Data excerpts
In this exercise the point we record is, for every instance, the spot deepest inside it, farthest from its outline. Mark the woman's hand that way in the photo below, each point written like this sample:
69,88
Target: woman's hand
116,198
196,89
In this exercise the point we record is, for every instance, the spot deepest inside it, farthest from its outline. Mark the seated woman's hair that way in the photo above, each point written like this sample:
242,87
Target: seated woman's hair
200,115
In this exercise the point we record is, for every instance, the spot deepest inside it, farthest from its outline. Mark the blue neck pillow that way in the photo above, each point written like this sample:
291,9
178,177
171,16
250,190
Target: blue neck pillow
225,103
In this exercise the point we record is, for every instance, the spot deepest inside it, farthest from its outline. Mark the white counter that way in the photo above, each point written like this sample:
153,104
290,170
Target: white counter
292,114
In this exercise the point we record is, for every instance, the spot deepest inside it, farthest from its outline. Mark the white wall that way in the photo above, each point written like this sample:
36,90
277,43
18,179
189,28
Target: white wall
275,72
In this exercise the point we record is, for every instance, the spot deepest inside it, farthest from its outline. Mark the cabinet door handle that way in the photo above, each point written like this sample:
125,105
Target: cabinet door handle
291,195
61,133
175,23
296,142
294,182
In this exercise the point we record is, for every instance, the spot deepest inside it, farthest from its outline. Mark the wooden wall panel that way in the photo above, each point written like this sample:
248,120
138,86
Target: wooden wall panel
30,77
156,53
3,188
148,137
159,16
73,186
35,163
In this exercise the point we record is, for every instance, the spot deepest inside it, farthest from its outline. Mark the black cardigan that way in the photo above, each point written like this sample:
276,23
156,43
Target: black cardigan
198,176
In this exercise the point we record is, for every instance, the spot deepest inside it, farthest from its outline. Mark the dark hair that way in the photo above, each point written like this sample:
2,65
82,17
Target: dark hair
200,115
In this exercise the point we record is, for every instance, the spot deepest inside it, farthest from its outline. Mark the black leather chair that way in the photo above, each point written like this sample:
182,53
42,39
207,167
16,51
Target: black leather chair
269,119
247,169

=== Exercise brief ===
Copy all lines from the data that hold the word "above".

=== Task result ===
In this exercise the point we record is, for every instance, the spot deepest inside it, farthest from its outline. Mark the seated woman's hair that way in the photo above, each point written like this sample:
In this exercise the point we record is, for every instance, the spot deepest inside it, farthest from its outline. Mark the blue neck pillow that way in the photo above, each point written like this sample:
In this exercise the point we record is, for every instance, the spot deepest inside it, farthest from its outline. Mark the white counter that way in the photo above, each point written like this sample:
In this exercise the point we record is, for every instance, the spot deepest inside it, farthest from its outline. Mark the white wall that way in the photo above, each point written like this sample:
In this exercise the point we record is, for every instance, the spot deepest inside it, farthest from its outline. Mark the cabinet door handle that way in the photo above, each point written like this sample:
In this exercise the point we record is, for every instance, the spot deepest inside it, farthest from its outline. Mark the wooden wall panel that way in the photo above, each point written like this sample:
In this exercise the point we record is, for every instance, the spot deepest inside it, farthest from its outline. Mark the black cardigan that way in the photo above, each point written like this sample:
In this exercise the point we record is, for every instance, the spot deepest inside it, farthest from its outline. Mark the dark hair that way in the photo above, each point written like this sample:
In this exercise the point we record is, for every instance, the spot deepest inside it, farthest from its outline. Mark the black leather chair that way in the photo above, each point written like this sample:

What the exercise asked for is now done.